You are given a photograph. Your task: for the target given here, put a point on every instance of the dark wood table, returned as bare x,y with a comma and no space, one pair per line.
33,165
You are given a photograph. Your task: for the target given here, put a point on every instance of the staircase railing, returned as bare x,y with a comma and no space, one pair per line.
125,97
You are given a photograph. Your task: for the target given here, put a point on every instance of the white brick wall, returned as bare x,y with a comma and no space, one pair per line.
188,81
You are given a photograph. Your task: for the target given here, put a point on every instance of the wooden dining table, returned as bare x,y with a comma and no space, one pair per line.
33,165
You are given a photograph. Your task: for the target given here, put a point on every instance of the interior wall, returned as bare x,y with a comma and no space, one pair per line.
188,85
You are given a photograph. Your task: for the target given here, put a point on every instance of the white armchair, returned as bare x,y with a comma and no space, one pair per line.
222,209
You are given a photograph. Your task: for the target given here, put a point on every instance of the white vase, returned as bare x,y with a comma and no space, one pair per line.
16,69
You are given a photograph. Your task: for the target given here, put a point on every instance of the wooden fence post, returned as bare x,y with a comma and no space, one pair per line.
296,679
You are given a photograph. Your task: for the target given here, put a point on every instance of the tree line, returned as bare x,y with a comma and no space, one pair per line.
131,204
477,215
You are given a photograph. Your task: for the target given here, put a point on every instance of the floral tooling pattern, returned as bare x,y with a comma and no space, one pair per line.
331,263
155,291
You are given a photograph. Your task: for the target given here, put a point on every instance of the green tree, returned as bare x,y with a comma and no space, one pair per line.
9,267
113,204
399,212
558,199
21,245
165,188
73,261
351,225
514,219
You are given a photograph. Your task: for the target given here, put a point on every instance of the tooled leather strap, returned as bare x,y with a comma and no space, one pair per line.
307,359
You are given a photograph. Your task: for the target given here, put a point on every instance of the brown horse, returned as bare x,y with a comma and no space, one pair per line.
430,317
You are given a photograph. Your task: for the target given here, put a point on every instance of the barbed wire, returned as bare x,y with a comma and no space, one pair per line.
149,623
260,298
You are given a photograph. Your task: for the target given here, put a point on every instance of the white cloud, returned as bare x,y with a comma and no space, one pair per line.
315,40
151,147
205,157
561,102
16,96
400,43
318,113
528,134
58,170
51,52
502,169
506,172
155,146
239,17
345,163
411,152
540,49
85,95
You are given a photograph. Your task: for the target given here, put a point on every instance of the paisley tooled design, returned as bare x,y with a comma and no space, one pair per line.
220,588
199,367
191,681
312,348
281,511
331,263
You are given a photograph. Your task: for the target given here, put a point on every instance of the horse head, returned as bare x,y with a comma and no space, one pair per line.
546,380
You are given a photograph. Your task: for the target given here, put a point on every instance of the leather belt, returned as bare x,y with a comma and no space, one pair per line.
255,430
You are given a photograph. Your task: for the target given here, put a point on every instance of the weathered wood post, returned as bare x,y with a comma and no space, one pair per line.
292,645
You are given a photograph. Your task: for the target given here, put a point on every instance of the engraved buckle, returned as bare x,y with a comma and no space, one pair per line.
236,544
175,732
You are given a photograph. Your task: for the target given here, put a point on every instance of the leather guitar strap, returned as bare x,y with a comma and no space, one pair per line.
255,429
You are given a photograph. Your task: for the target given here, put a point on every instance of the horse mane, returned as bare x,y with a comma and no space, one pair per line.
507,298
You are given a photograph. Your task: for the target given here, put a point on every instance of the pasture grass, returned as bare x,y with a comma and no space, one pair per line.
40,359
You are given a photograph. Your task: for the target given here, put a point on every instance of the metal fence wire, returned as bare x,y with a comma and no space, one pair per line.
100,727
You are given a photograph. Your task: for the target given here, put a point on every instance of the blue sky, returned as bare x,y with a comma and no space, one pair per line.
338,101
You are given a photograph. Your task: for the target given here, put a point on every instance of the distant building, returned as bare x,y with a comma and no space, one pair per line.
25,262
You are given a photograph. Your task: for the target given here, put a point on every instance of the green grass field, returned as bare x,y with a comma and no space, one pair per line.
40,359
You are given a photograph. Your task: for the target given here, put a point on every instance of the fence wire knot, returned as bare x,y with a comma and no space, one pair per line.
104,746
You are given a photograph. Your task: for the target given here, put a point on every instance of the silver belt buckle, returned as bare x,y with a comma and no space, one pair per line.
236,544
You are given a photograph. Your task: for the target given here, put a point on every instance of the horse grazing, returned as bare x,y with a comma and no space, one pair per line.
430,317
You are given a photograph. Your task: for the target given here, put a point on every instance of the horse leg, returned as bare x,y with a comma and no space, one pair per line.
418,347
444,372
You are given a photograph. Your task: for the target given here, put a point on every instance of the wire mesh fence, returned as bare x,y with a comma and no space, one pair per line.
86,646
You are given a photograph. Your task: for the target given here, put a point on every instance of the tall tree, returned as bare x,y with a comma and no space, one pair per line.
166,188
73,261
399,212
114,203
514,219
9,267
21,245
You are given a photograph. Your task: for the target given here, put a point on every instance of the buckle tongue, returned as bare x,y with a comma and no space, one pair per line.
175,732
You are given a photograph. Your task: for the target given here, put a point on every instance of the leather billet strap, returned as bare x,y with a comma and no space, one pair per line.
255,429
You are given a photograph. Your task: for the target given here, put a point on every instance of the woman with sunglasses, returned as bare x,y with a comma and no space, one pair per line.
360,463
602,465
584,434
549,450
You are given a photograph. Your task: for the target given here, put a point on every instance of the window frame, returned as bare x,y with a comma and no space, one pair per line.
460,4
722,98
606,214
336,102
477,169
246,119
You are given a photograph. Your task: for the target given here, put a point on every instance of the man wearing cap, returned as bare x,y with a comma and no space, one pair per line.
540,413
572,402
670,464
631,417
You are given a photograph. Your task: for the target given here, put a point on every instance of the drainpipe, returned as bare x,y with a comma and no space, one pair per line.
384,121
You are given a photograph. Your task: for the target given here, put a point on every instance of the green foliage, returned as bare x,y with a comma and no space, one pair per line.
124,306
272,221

++++++++++++++++++++

**What needs to be done**
Repeat the preceding lines exactly, please, every one of them.

**Answer to the problem**
You are given a photograph. Your task: for the target given here, put a point on every instance of the dark wood table, returned as bare x,y with a comma and no space, one pair per line.
33,165
You are given a photograph. Your task: for the target given here, put a point on every instance of the staircase railing, returned as bare x,y with a comma and no space, one pair per line.
125,97
You are given a photograph. Your task: for the target given here, put a point on every instance of the white brick wall, returned as bare x,y with a comma and no space, one pair per line.
188,81
You are given a photograph. Your task: for the target given here, put a point on every instance of the wooden dining table, returned as bare x,y with a comma and no space, one pair per line.
33,165
You are given a photograph. Your task: for the target given here, put a point on every instance of the interior wall, returned as bare x,y with a comma and no space, one pair per line.
188,85
You are given a photograph. Your task: for the target given here, put a point on every instance of the white armchair, returned as bare x,y with a comma and no space, one pair per line.
222,209
You are given a photograph. Your task: for the target given here, put a point on every instance of the white vase, returned as bare x,y with a comma and no space, one pair per line.
16,69
You are given a photograph. Your task: for the target given here, put a point on every instance of the wooden fence post, returned as bare x,y with a comma and no space, one pair per line.
296,679
You are given a photograph. Your task: for the target given here, put a point on every instance of the tree line, returned as bare x,y with a comma and no space, one pair per line.
131,204
477,215
You are given a photograph. Your task: for the target given here, put a point on every instance of the floral tooling pattern, returned as bare x,y with a comma and no space, one pair per line.
331,263
155,291
You are given a photograph. Your task: for the target given here, put a point on every instance of the green tree, returned as bare x,y with a comma and no space, one pair per line.
9,267
113,204
399,212
558,199
21,245
165,188
73,261
351,225
514,219
You are given a photograph. Your task: for the target given here, put a point on every instance of the tooled leather strap, returned as bare x,y with a comma and no space, one pair per line.
307,359
You are given a photograph. Your task: for the target given here, put a point on every instance of the brown horse, returned as bare x,y with a comma and no space, one pair per line.
430,317
You are given a photograph. Your task: for the target given here, put a point on every instance of the barbed wire, returned as bare x,y with a comma and no space, one pair per line.
149,623
260,298
You are given a photograph. Your task: for the target given here, put a point on every instance of the white cloud, returned as bare x,y with a comma and no space, one pair per line.
315,40
151,147
205,157
561,102
16,96
400,43
318,113
528,134
58,170
51,52
502,169
506,172
155,146
239,17
345,163
411,152
540,49
85,95
You are given a photograph. Your task: for the target given here, put a point on every instance of the paisley tooled design, returned as bare x,y with a comma and no space, one pair per line.
220,588
199,367
191,681
312,348
281,511
331,263
You are given a photograph. Your task: for the target given here, put a point on every instance of the horse head, returned as bare x,y with a comma and no space, one pair per line.
546,380
You are given a photograph. Your task: for the target given here, put a point on every instance of the leather belt, returned as bare x,y with a comma and no space, one pair per line.
255,430
You are given a photograph. Your task: for the target given here, put a point on every instance of the weathered wood post, returned as bare x,y with a comma and no space, one pair per line.
292,645
You are given a photograph. Your task: for the target given here, put a point on every instance of the engraved buckle, returned as bare x,y with a comma and no space, one pair per line.
236,544
175,732
You are given a photograph. Your task: for the target given here, put a point on every instance of the leather guitar strap, returned as bare x,y with a comma and no space, one pair per line.
255,429
You are given a photograph. Your task: for the target given here, put a point on every instance of the horse mane, returned as bare x,y with a comma and no space, one pair per line.
507,298
You are given a photograph. Your task: for the target given here, put a point on every instance of the pasture grass, returned as bare x,y with a comma and no space, one pair per line.
40,359
You are given a photograph. Your task: for the target given here, put a point on every instance of the metal fence wire, returned as bare x,y with a comma and no space, one pair per line.
100,727
You are given a photograph. Your task: for the target given here, put a point on every instance of the blue sky, returned as bare x,y with a comma and no space, one pair per line.
338,101
You are given a photograph. Your task: for the target given here, put a point on every instance of the distant building, returned as bare x,y with a comma and no space, one pair per line.
25,262
You are given a photograph. Your task: for the target given here, put a point on every instance of the green grass field, returned as bare x,y with a comma and no space, one pair per line.
40,359
You are given a photograph. Your task: for the target given here, put a point on every instance of the fence wire knot, returned as bare x,y with a comma and no space, one pair per line.
104,746
You are given a photograph. Your task: for the target given here, put a point on every instance of the silver belt buckle, returned as bare x,y with a comma and no space, one pair per line.
236,544
You are given a photograph. Your task: for the target given here, put a point on every instance of the horse grazing, returned as bare x,y with a comma and no space, one pair per line.
430,317
You are given a photograph. Your task: for the target given here, put a point on every instance of the horse leg, returned as bare x,y with a comma and no space, one pair per line.
418,347
444,372
You are given a photograph. Your task: for the target given here, put a point on every instance of the wire mesh fence, returned as bare x,y with a comma and no space, one pair per line.
86,646
You are given a photograph. Your task: for the target given here, put a point on every instance of the tall tree, returned as bare x,y with a comma and no space, one pair per line.
166,188
73,261
399,212
114,203
514,219
9,267
21,245
You are given a photograph. Your task: for the target given here, put a point on every instance of the buckle tongue, returned as bare x,y with a comma and no space, one pair per line.
175,732
You are given a photograph. Your task: for the target given here, put a point on every instance of the leather billet strap, returned as bare x,y with a comma and no space, one pair per line.
255,429
You are given a photograph. Your task: for the target given here, put a point on every instance of the woman with sunglasses, returned as bare x,y with a comma and no space, one pair per line.
360,463
602,465
584,434
549,450
You are given a photograph. Your task: for the target given here, put a point on every instance of the window frame, returned as bare x,y with a comma and no space, one pair per line.
460,4
722,98
606,214
336,102
477,169
246,119
You are given a photograph. Your task: for the target given here, put a point on every instance of the man wearing cap, returned as bare x,y with a comma and no space, one pair per line.
540,413
572,402
670,464
631,417
You are given a photograph. Your task: for the target given here, put a point on every instance of the drainpipe, returned as bare x,y with a comma and no space, one pair per line.
384,121
You are given a photograph. Your task: for the target given here, put a point on every instance of the green foliage, returned as bare x,y with a comma and no space, one pair per line.
124,306
272,221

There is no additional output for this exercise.